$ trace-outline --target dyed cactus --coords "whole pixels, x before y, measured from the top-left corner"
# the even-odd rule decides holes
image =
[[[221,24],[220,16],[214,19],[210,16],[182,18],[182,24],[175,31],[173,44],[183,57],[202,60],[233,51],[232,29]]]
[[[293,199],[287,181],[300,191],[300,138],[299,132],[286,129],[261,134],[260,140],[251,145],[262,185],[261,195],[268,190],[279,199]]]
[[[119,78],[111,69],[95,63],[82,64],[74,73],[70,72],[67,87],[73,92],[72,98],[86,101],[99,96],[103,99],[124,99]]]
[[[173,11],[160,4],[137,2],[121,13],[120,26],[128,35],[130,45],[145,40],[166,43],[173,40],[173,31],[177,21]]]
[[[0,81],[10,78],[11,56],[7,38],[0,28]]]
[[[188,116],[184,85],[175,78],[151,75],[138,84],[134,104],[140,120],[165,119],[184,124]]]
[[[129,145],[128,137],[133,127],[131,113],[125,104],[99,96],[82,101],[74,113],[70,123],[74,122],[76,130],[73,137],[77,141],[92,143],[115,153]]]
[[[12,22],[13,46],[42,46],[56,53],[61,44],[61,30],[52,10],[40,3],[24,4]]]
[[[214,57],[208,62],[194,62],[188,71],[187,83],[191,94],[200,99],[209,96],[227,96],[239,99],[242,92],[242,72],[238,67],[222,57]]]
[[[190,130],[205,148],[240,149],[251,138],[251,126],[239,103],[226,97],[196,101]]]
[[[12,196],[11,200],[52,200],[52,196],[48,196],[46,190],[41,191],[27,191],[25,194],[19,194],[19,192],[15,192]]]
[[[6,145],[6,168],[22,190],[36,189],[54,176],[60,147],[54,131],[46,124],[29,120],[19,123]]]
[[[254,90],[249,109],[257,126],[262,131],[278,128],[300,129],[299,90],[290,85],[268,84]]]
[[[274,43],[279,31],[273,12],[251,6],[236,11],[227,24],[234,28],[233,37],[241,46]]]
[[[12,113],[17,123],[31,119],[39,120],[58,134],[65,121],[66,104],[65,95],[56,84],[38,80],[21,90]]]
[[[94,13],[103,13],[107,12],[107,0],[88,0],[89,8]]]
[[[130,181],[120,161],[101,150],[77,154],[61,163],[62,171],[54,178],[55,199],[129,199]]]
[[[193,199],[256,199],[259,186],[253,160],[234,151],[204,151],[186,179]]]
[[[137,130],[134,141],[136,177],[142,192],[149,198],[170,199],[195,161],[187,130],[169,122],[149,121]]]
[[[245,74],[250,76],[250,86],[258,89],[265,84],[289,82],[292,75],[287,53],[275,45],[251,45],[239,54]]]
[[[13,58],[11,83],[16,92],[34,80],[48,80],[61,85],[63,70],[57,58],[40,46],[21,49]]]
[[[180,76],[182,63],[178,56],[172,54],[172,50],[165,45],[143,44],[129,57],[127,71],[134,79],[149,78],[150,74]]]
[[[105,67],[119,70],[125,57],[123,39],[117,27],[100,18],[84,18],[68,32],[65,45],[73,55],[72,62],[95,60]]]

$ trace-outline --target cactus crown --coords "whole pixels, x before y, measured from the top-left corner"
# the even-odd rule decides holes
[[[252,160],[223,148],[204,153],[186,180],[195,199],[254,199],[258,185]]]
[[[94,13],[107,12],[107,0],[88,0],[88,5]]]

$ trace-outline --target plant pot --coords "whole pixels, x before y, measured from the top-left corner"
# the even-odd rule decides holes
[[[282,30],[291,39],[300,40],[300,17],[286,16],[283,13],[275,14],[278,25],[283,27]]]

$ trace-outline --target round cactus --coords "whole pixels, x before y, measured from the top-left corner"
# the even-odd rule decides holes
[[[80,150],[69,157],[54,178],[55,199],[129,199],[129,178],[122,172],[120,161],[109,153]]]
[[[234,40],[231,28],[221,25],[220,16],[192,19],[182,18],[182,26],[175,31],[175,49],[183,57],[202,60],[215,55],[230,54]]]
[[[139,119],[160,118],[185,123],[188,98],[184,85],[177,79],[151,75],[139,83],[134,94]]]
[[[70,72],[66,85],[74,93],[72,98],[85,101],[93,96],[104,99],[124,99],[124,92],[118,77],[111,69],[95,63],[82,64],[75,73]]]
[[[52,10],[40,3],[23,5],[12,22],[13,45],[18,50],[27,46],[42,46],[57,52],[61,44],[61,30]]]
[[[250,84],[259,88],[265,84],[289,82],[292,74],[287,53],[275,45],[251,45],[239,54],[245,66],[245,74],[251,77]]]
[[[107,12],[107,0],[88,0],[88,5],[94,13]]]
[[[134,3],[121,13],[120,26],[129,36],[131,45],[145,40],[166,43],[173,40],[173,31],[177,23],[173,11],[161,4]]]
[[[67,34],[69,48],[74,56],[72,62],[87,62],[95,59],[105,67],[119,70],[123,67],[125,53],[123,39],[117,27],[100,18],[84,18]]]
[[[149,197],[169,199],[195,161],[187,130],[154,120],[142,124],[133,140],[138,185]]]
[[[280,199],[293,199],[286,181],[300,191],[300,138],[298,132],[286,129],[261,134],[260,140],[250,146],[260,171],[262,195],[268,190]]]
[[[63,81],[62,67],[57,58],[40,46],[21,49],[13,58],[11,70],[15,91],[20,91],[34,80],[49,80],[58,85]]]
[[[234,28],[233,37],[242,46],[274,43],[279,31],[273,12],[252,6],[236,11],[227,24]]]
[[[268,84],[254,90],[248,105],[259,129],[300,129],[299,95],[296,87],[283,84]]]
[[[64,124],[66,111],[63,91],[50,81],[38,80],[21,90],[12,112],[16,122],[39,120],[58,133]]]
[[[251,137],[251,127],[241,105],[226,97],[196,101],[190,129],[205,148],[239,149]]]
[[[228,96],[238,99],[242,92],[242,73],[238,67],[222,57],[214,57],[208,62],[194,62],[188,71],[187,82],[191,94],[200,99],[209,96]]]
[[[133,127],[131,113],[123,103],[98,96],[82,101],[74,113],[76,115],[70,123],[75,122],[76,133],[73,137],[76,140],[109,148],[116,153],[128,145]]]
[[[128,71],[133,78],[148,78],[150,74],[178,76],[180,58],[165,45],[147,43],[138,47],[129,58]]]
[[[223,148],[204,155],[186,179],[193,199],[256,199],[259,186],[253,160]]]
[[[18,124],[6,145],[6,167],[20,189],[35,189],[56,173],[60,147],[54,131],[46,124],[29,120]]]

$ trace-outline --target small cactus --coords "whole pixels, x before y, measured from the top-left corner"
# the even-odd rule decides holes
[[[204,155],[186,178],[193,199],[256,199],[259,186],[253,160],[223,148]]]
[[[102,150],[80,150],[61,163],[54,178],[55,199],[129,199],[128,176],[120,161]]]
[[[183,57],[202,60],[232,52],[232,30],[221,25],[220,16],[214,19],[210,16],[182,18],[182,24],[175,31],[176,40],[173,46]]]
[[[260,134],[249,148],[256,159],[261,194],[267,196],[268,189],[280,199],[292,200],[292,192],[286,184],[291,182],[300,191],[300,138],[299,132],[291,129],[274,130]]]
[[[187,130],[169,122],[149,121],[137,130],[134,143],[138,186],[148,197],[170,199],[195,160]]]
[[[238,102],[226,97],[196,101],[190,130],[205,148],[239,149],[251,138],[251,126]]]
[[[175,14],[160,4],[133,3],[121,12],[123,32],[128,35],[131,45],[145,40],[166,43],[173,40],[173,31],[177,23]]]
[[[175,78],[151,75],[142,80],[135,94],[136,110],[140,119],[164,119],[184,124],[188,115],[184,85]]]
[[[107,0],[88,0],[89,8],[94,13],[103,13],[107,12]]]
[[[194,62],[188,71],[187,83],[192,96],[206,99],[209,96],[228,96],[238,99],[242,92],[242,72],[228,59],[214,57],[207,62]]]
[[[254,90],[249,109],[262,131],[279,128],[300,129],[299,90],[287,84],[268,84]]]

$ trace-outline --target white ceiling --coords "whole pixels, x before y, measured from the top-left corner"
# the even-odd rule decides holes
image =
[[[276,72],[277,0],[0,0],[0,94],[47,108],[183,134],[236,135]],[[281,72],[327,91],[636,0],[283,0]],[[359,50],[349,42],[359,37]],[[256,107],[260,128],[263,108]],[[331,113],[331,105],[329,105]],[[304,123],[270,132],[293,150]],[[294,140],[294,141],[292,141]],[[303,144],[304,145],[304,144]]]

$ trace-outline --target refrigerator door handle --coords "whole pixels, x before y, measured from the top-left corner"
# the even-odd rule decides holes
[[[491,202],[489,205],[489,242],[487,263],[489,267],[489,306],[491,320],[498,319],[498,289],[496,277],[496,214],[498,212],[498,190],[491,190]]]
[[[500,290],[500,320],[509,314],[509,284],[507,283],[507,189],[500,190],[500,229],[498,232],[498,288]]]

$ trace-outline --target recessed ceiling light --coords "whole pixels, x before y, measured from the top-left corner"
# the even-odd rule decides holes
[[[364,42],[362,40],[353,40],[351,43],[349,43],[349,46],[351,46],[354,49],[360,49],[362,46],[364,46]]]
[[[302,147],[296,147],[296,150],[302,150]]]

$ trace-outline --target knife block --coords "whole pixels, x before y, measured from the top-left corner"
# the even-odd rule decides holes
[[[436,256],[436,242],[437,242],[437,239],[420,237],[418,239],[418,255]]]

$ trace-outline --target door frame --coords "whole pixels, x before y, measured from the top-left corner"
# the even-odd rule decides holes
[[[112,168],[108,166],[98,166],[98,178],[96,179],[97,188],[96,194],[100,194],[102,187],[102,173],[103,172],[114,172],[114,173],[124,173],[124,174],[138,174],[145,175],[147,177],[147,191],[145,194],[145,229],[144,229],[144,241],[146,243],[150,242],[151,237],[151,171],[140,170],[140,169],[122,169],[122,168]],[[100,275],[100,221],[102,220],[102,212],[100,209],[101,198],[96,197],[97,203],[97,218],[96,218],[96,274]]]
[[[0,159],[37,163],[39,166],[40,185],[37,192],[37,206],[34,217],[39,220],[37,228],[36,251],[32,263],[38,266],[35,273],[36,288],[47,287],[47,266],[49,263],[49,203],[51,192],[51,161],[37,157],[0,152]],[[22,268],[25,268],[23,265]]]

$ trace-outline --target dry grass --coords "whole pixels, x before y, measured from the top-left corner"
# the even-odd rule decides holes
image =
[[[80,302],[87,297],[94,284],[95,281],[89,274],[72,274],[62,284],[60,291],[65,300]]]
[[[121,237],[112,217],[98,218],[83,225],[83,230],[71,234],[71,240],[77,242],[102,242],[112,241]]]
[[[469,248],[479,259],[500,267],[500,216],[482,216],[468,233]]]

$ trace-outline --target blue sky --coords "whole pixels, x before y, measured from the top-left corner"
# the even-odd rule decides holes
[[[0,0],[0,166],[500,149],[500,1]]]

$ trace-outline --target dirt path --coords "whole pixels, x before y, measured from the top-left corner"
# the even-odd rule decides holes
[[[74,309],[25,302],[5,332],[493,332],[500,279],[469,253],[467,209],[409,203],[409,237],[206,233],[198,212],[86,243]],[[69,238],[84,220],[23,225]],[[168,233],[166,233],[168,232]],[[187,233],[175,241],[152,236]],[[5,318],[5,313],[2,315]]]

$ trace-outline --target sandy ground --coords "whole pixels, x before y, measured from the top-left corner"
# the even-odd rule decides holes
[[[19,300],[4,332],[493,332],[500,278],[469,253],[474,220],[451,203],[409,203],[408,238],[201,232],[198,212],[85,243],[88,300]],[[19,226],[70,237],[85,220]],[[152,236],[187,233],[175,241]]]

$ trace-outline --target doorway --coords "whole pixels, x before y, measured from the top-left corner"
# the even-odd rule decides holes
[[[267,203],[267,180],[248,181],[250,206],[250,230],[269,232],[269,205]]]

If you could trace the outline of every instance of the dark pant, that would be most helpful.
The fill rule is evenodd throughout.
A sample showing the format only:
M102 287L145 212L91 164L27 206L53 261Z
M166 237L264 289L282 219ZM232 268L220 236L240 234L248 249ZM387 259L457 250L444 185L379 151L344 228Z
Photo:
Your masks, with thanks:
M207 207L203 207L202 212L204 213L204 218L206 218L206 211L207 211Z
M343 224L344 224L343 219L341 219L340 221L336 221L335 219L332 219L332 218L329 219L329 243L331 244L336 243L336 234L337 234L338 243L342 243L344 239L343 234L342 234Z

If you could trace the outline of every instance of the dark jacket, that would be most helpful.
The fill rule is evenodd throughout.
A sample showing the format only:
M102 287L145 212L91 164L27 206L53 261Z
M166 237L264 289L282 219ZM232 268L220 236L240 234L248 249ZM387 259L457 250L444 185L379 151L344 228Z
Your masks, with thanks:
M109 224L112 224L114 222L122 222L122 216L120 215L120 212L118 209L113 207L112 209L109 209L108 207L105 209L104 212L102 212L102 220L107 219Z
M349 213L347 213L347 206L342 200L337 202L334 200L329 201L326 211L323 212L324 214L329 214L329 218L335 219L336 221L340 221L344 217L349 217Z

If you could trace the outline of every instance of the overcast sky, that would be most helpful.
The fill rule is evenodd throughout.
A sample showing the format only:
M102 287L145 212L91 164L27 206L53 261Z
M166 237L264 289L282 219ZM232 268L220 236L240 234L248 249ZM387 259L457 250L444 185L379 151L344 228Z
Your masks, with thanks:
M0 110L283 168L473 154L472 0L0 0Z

□ □ □

Assigned task: Report all lines above with "every".

Exercise answer:
If you could trace the outline of every instance of the dark pant, that would be most helpful.
If you could trace the outline of every instance of the dark jacket, that would be most helpful.
If you could trace the outline of every instance of the overcast sky, that would be most helpful.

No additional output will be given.